§ **Try it**:
The expected output is the data itself, duplicated in full.

─── Dataset records ───

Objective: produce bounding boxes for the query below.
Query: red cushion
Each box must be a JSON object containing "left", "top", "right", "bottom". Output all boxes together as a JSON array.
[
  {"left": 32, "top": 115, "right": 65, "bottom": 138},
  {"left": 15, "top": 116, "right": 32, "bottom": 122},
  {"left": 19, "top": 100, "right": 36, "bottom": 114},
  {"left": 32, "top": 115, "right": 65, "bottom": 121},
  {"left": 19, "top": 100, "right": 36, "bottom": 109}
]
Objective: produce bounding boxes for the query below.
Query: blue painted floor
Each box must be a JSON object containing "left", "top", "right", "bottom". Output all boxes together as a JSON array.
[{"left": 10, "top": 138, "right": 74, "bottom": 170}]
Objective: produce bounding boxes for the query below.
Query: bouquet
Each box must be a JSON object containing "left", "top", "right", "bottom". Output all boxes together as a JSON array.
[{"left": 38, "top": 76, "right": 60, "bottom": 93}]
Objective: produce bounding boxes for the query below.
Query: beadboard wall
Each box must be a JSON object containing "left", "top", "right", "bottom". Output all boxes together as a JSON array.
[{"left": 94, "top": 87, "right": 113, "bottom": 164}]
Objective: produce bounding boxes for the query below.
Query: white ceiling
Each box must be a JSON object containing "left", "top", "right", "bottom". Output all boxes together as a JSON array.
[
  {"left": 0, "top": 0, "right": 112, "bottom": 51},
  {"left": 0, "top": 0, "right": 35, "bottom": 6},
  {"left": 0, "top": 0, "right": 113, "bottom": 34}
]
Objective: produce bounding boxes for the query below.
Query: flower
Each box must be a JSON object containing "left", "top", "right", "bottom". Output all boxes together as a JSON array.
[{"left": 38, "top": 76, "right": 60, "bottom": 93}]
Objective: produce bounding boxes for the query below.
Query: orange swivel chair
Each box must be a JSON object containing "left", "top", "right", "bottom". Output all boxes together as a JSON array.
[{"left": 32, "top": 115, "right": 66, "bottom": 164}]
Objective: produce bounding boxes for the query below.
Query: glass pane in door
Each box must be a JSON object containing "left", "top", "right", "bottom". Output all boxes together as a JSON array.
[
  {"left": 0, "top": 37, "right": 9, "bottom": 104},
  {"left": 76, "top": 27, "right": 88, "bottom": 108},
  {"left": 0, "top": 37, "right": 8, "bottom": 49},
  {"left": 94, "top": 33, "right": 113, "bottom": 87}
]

───

§ **Expected answer**:
Objective: produce bounding boxes for the query below.
Query: red cushion
Each box must be a JSON object containing "left", "top", "right", "bottom". Output all boxes together as a JSON array.
[
  {"left": 32, "top": 115, "right": 65, "bottom": 138},
  {"left": 15, "top": 116, "right": 32, "bottom": 122},
  {"left": 19, "top": 100, "right": 36, "bottom": 114},
  {"left": 32, "top": 115, "right": 65, "bottom": 121},
  {"left": 19, "top": 100, "right": 36, "bottom": 109}
]
Objective: produce bounding boxes for the query below.
Query: blue painted floor
Each box must be a JSON object containing "left", "top", "right", "bottom". Output all boxes together as a JSON array.
[{"left": 10, "top": 138, "right": 74, "bottom": 170}]
Objective: produce bounding boxes for the query below.
Query: bouquet
Each box must be a JSON object containing "left", "top", "right", "bottom". Output all boxes together as a JSON array.
[{"left": 38, "top": 76, "right": 60, "bottom": 93}]
Objective: produce bounding boxes for the query below.
Query: beadboard wall
Each box must be a JSON object containing "left", "top", "right", "bottom". Output all boxes together as a JSON array.
[{"left": 94, "top": 87, "right": 113, "bottom": 164}]
Objective: produce bounding boxes for the query below.
Query: white ceiling
Each box must be a JSON object containing "left", "top", "right", "bottom". Output all boxes together as a JSON array.
[
  {"left": 0, "top": 0, "right": 112, "bottom": 51},
  {"left": 0, "top": 0, "right": 35, "bottom": 6},
  {"left": 0, "top": 0, "right": 113, "bottom": 34}
]
Objective: produce bounding boxes for the query below.
Query: flower
Each box must be a JSON object containing "left", "top", "right", "bottom". Output all boxes together as a JSON array.
[{"left": 38, "top": 76, "right": 60, "bottom": 93}]
Objective: produce bounding boxes for the query below.
Query: orange swivel chair
Each box must be a JSON object containing "left", "top", "right", "bottom". Output all boxes together as a JSON array.
[{"left": 32, "top": 115, "right": 66, "bottom": 164}]
Objective: produce bounding boxes for the query below.
Query: glass pane in door
Each box must be a JSON object containing "left", "top", "right", "bottom". Output all boxes together as a JSON array.
[
  {"left": 0, "top": 37, "right": 9, "bottom": 104},
  {"left": 76, "top": 27, "right": 88, "bottom": 108},
  {"left": 0, "top": 37, "right": 8, "bottom": 49},
  {"left": 94, "top": 33, "right": 113, "bottom": 87}
]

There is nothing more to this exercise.